The Leicester Llama said...

In the last few years the rejection rate for Merlin has varied between about 30% and 60%.

My 'article' of course wasn't intended to be even remotely serious, and the committee certainly isn't saying that all rejected Merlin records were Sparrowhawks. In fact in almost all cases where a record (of any species) isn't accepted, there simply wasn't enough detail in the description to rule out other species.

I have, however, seen a few descriptions of claimed Merlins that have sounded much more like Sprawks!

Skev said...

Andy, for some reason when I read this article all of the asterisks seemed to disappear. Is my monitor magic? Am I magic?

By the way, what is your view on submitting a Mistle Thrush in fading afternoon light as a Merlin - I guess the bounding flight jizz could be okay provided there is no mention of spots and rattling calls?

** Entries **

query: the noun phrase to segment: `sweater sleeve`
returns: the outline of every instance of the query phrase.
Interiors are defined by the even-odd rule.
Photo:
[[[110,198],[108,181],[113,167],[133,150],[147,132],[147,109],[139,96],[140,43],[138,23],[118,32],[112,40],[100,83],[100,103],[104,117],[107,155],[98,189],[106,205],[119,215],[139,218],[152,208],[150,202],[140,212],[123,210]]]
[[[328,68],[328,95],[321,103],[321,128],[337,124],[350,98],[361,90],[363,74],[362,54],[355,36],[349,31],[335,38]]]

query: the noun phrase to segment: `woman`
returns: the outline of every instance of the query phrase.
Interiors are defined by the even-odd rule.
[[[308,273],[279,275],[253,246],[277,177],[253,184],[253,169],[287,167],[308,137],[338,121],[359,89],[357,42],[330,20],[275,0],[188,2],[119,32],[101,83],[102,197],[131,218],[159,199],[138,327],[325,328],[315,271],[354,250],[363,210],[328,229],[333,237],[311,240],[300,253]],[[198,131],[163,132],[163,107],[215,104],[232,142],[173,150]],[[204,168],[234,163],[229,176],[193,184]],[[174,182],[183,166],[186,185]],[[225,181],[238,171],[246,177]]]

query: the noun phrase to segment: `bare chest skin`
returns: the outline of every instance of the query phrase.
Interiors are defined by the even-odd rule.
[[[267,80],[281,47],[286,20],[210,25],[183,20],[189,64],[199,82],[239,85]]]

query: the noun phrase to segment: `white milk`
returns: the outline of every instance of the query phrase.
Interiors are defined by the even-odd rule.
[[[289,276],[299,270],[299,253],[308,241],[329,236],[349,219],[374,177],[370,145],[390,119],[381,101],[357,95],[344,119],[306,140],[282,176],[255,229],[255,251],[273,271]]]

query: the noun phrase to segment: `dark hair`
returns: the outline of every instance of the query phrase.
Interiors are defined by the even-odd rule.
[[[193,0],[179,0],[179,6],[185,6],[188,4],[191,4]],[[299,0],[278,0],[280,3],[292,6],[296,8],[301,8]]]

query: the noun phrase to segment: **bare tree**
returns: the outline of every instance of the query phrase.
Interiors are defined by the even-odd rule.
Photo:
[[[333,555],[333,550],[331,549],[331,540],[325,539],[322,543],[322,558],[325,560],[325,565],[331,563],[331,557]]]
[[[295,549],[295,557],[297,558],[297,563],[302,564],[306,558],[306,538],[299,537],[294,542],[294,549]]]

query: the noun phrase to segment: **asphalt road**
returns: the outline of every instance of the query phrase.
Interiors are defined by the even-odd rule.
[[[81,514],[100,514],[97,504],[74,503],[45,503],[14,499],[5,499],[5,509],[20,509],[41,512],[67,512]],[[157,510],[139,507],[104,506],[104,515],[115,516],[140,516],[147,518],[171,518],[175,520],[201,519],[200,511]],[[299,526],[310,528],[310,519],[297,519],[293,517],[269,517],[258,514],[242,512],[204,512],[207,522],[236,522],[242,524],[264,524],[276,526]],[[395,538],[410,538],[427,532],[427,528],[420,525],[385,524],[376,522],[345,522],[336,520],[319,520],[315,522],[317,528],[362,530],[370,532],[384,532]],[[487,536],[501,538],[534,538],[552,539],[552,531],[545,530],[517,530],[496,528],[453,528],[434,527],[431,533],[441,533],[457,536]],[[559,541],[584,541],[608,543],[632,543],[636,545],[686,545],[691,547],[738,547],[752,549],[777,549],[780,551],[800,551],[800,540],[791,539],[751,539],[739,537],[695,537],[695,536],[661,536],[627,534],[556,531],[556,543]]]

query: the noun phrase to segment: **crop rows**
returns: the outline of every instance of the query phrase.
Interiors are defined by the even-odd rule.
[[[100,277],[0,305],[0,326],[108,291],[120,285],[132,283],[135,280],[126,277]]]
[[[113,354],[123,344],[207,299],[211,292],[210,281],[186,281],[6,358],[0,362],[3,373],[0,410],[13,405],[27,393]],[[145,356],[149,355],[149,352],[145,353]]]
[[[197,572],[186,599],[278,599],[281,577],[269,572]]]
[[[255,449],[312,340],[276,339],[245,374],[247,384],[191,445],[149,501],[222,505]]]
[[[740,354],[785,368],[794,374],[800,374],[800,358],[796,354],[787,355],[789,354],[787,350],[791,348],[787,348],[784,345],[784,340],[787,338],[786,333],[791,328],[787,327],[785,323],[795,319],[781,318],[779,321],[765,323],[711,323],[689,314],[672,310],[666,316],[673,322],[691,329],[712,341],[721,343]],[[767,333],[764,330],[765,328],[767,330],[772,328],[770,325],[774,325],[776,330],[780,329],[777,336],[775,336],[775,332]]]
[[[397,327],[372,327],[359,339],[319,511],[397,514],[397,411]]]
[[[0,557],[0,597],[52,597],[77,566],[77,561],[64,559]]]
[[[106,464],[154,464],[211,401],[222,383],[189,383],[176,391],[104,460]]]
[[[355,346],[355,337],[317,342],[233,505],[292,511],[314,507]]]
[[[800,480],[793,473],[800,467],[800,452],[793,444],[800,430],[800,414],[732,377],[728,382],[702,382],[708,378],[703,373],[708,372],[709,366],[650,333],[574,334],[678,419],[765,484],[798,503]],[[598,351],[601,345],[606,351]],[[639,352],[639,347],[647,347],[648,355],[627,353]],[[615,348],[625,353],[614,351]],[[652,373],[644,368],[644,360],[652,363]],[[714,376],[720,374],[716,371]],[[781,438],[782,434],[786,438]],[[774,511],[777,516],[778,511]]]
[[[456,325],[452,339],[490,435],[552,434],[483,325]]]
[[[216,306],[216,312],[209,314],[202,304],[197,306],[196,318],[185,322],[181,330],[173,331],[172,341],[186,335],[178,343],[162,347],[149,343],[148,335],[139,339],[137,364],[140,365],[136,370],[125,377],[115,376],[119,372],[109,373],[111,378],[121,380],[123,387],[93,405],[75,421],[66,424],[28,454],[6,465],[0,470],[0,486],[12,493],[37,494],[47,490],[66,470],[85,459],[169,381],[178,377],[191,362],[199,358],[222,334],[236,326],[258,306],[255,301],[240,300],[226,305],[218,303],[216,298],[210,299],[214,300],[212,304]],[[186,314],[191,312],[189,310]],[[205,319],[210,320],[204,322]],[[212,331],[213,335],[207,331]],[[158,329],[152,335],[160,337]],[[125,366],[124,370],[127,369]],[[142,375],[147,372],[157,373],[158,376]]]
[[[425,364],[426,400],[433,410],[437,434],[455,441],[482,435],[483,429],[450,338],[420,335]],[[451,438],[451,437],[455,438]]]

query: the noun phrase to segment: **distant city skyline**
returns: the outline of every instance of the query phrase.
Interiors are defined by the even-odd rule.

** Exercise tasks **
**a)** In the comments on rejected Merlin records, what range has the Merlin rejection rate varied between in the last few years?
**b)** In the rows, start at the line containing "query: the noun phrase to segment: **distant" and go through the end of the rows, then write those lines again with "skyline" swapped for "silhouette" and everything else unchanged.

** Outputs **
**a)** Between about 30% and 60%.

**b)**
query: the noun phrase to segment: **distant city silhouette**
returns: the outline of every instance of the query phrase.
Interiors are defined by the even-odd rule.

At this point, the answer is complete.